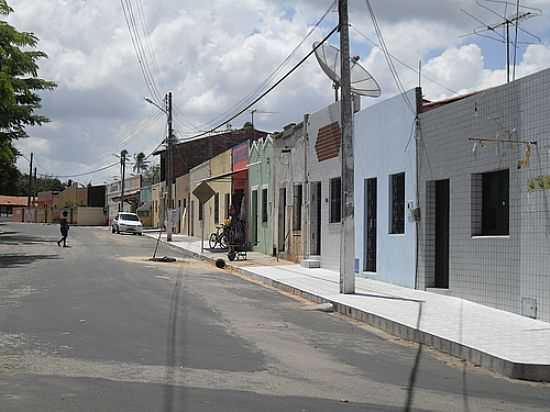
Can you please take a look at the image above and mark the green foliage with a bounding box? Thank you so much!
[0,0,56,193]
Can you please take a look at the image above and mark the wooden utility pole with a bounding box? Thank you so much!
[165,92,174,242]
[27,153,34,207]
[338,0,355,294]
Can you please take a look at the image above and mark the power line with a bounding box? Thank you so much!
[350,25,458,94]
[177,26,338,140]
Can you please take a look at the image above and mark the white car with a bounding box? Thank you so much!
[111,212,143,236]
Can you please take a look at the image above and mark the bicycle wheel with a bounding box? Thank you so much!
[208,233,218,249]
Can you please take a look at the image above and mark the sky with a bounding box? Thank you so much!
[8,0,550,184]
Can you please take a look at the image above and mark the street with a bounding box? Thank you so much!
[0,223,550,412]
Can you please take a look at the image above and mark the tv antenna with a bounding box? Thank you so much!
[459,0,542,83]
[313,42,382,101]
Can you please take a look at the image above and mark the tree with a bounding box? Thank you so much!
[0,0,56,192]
* * *
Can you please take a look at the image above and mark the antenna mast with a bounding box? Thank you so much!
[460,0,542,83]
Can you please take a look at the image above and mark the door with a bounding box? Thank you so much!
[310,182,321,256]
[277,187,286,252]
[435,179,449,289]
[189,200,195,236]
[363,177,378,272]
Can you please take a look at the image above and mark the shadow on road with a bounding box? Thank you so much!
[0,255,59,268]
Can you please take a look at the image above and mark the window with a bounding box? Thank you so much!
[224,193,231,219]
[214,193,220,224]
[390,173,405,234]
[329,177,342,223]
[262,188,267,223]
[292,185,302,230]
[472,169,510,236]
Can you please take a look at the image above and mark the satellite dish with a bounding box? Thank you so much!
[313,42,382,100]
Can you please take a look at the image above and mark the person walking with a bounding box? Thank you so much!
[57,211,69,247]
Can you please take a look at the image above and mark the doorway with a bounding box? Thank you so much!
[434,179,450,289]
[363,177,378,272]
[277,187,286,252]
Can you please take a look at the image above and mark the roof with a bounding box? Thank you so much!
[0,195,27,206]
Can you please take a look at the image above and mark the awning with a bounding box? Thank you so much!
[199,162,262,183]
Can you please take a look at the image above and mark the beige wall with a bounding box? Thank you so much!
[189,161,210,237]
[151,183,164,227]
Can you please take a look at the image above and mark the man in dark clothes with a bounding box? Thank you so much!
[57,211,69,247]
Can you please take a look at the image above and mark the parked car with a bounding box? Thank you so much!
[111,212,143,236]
...
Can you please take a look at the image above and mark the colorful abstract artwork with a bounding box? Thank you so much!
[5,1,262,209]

Stated task:
Starting at the line containing "mark the green" and ending at the line containing "[0,0,56,192]", write out those records again with "bounding box" swapped for "rectangle" and nothing else altered.

Exercise output:
Can you please take a look at the image above and mark the green foliage with a rectangle? Thank you so much!
[0,0,56,193]
Can you please take a look at the image above and mark the wooden utility pole with a rectangle? Thank you so much!
[165,92,174,242]
[27,153,34,207]
[338,0,355,294]
Can you please take a look at the image above and mark the power line with a rectangle? Thank you so much!
[350,25,458,94]
[177,26,338,140]
Can you please take a look at the image above and mark the white car with a rectangle? Thank you so much!
[111,212,143,236]
Can you please take a look at the image above and mark the bicycle wheel with a rectangle? Thank you so much!
[208,233,218,249]
Can you please take a look at the image above and mark the sky with a rectangle? Thank you so much!
[8,0,550,184]
Can you please take a look at the image above and mark the street with a rectangle? Thank you so much!
[0,223,550,412]
Can you please take a look at the image above and mark the tv antenna with a rectangle? Thank you so much!
[459,0,542,83]
[313,42,382,101]
Can you please take a look at the image above and mark the tree with a rectangle? Thank you so much!
[0,0,56,192]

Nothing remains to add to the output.